The request: How many lines in the material below contain the string "green"? Reply with the number alone.

Supplied material:

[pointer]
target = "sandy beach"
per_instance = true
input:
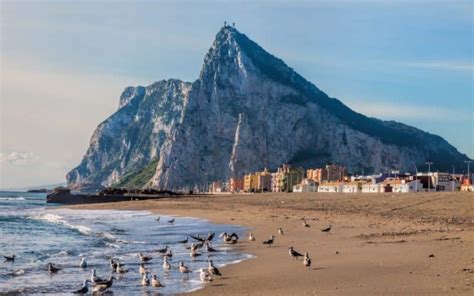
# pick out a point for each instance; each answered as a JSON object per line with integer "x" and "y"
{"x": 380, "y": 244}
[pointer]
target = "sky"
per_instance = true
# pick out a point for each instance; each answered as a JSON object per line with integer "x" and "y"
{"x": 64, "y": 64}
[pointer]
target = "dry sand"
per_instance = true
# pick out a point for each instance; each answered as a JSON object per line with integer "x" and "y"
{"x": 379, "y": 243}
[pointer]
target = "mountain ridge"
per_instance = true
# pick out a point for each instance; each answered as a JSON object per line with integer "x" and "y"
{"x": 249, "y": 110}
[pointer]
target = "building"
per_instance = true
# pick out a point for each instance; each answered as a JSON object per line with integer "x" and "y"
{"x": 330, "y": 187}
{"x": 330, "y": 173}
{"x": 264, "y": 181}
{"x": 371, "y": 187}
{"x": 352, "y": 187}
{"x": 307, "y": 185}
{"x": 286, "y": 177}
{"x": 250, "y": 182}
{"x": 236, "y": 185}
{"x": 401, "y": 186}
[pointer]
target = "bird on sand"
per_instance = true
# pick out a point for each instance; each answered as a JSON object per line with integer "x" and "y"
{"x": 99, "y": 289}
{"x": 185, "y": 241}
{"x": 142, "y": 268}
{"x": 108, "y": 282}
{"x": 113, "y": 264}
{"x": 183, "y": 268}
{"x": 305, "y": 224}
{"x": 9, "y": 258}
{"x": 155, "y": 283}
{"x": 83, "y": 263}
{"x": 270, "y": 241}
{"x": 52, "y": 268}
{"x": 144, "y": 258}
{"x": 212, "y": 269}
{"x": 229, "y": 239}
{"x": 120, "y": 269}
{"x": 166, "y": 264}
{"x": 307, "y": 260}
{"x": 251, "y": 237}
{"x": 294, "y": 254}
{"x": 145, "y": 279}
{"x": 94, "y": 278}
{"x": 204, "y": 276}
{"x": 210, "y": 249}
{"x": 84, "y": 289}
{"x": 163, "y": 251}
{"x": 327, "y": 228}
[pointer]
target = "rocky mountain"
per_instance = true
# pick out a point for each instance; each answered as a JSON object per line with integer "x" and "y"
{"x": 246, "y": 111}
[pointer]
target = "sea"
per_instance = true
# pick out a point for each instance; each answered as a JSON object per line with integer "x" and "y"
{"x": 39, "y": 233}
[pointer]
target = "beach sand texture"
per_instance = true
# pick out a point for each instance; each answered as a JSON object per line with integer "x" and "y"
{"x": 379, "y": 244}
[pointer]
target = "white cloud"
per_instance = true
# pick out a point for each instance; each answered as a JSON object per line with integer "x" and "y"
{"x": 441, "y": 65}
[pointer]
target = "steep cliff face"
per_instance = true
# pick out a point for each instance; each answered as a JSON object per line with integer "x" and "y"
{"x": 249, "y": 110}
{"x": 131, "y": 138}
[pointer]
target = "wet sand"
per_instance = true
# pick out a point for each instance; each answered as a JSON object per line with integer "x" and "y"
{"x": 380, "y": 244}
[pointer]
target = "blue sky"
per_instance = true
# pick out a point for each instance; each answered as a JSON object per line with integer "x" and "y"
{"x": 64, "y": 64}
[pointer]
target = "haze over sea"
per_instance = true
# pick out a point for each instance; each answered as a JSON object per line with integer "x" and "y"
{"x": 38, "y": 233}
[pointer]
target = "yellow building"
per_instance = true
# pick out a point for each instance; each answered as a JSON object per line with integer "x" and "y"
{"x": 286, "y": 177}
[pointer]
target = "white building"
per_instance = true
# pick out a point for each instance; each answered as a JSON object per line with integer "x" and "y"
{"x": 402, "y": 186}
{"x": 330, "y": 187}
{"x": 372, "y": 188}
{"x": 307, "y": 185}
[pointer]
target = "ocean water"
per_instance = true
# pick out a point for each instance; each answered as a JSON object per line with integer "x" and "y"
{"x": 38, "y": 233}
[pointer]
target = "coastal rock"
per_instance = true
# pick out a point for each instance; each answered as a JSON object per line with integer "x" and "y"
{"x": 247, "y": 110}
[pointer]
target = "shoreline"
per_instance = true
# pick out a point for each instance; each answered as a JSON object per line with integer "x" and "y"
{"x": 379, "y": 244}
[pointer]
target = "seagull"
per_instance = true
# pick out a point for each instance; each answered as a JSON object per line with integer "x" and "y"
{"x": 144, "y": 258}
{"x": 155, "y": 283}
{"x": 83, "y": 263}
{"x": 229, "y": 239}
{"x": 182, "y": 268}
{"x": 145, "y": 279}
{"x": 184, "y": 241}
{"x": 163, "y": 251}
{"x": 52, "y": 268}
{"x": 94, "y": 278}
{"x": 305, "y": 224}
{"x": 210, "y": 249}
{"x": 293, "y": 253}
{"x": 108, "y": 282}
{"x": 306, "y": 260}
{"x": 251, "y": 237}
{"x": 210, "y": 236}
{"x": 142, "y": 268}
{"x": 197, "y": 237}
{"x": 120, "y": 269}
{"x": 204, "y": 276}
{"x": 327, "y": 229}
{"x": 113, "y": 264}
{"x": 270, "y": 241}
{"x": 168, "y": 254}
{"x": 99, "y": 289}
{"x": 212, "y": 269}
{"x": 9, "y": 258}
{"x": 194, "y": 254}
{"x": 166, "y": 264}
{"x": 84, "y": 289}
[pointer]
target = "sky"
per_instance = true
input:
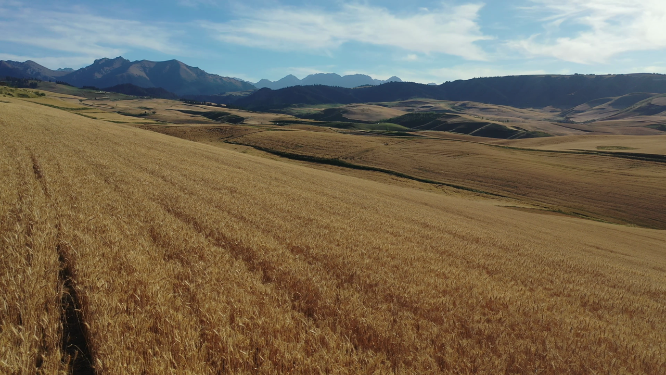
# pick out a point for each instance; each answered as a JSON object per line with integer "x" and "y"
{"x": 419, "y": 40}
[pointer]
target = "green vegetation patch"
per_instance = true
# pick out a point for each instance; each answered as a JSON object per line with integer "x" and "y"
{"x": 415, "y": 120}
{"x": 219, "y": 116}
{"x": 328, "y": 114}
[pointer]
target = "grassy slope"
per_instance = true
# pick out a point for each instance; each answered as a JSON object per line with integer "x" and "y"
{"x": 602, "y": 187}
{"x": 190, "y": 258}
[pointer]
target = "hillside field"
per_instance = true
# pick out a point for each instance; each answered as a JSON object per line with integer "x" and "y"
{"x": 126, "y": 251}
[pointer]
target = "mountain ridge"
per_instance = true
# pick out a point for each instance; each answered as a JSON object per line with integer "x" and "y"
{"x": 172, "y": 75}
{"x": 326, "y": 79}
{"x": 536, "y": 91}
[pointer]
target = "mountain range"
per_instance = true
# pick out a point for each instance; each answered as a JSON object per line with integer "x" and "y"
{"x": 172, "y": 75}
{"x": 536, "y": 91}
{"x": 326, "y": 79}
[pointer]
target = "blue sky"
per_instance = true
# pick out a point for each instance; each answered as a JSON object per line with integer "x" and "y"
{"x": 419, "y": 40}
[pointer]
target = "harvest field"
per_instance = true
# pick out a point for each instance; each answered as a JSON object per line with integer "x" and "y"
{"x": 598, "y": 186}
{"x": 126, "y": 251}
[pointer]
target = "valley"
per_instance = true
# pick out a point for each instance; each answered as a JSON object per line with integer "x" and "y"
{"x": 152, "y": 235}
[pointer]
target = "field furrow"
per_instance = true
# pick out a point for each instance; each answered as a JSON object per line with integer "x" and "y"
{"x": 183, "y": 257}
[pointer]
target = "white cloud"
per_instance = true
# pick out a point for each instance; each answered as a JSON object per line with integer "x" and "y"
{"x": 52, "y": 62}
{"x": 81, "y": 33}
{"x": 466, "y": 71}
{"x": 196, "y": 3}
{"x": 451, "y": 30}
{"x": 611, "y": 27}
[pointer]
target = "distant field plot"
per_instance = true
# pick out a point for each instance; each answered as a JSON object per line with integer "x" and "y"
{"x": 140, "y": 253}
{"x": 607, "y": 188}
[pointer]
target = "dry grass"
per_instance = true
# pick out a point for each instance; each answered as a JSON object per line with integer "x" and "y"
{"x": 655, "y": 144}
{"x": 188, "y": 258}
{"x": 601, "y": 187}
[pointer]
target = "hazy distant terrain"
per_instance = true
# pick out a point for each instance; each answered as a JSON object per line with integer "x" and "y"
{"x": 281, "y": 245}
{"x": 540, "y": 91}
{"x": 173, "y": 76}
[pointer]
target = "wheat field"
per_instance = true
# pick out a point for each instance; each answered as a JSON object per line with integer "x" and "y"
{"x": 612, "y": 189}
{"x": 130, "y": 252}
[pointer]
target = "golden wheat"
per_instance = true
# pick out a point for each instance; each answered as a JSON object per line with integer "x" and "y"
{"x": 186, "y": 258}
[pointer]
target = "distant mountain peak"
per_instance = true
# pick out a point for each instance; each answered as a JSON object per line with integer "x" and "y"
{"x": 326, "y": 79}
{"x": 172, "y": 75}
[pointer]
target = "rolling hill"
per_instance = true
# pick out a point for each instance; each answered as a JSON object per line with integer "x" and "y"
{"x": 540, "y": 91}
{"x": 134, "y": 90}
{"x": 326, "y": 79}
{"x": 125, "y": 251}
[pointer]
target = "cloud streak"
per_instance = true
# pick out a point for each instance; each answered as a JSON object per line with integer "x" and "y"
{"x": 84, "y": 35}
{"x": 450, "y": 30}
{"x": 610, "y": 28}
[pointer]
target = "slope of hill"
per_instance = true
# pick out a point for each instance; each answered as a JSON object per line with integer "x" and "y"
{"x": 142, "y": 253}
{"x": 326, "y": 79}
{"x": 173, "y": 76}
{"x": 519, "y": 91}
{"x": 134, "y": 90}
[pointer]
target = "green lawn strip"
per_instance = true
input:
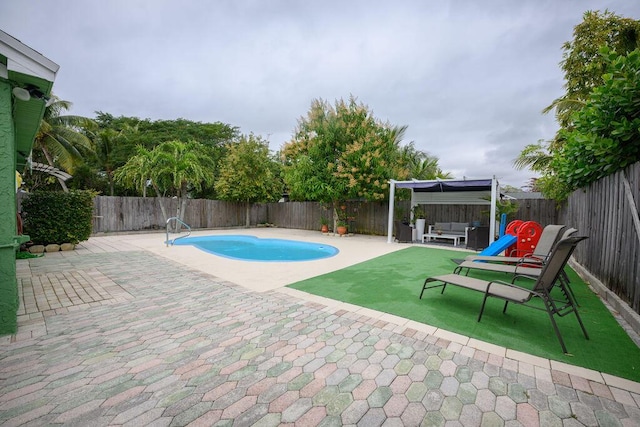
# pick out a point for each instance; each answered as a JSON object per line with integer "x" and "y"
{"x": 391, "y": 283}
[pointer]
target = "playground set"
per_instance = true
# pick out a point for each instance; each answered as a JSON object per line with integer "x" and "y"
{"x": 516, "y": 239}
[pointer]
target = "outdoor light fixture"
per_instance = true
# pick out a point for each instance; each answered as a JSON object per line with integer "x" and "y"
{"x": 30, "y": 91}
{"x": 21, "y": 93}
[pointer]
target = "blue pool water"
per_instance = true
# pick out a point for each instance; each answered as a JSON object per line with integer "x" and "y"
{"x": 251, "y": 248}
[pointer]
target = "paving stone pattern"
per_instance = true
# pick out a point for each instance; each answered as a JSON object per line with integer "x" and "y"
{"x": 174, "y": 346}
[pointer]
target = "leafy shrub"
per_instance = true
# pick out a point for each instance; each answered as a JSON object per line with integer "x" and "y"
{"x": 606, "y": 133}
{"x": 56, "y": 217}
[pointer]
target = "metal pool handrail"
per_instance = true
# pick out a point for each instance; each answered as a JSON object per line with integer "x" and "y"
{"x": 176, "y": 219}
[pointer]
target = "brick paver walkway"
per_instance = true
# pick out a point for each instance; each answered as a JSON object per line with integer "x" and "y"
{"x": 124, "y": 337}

Correct answer: 2